*Goal*.
Please convert the lines into a JSON list of strings, one string per line and no blank lines. Begin at the line that contains "Exam Question 7: Identify the belt" and stop after the line that contains "[148,206,155,219]".

*Dataset content*.

>> BEGIN

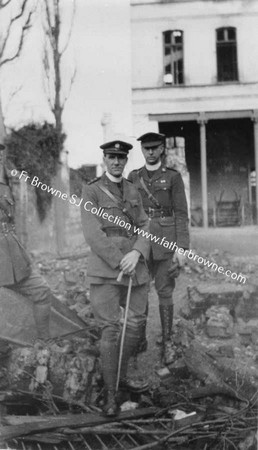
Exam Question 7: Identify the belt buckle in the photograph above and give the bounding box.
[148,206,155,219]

>> END
>> BEGIN

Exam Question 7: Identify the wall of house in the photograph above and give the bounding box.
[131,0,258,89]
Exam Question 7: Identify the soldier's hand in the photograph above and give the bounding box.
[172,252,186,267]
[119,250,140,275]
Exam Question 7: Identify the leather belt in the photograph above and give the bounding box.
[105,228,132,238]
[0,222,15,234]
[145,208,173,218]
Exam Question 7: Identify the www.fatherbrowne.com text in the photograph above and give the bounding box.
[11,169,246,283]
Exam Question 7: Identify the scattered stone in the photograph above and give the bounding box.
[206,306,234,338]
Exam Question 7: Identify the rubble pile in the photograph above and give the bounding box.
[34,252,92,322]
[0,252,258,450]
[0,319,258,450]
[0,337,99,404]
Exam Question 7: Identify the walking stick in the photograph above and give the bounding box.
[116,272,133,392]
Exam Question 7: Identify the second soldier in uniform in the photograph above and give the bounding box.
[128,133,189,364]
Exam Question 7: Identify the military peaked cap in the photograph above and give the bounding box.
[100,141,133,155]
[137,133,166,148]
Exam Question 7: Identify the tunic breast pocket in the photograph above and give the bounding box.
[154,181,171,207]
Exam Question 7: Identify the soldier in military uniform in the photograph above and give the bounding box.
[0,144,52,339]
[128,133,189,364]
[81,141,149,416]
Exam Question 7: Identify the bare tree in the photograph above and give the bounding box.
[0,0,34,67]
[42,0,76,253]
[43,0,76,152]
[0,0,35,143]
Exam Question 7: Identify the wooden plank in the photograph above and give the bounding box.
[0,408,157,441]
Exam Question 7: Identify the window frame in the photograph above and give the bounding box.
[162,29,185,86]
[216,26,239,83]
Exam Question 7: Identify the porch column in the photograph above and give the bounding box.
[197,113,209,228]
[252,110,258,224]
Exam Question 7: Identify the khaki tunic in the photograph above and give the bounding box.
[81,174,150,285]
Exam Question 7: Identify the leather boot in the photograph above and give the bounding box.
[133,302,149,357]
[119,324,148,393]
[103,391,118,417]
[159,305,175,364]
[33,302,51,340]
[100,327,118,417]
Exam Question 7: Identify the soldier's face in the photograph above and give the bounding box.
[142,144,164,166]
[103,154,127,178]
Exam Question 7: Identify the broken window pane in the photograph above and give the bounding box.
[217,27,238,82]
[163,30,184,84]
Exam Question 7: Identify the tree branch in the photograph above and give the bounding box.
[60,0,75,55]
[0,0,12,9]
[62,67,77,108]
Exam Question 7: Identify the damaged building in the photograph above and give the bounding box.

>> END
>> BEGIN

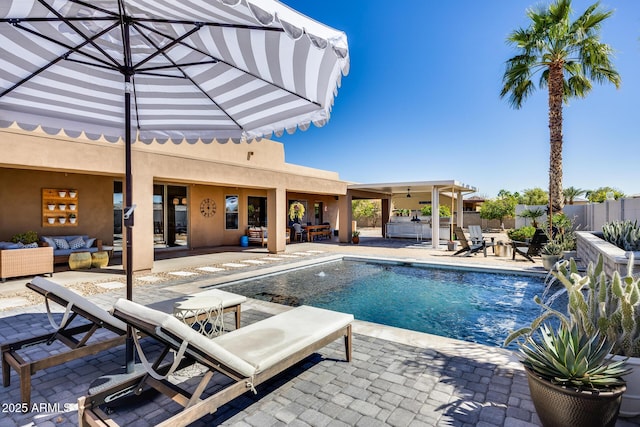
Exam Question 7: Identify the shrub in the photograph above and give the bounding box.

>> END

*Worked answer*.
[
  "Exam Question 7: Identify the belt buckle in the photograph above and give the bounding box.",
  "[148,206,155,219]"
]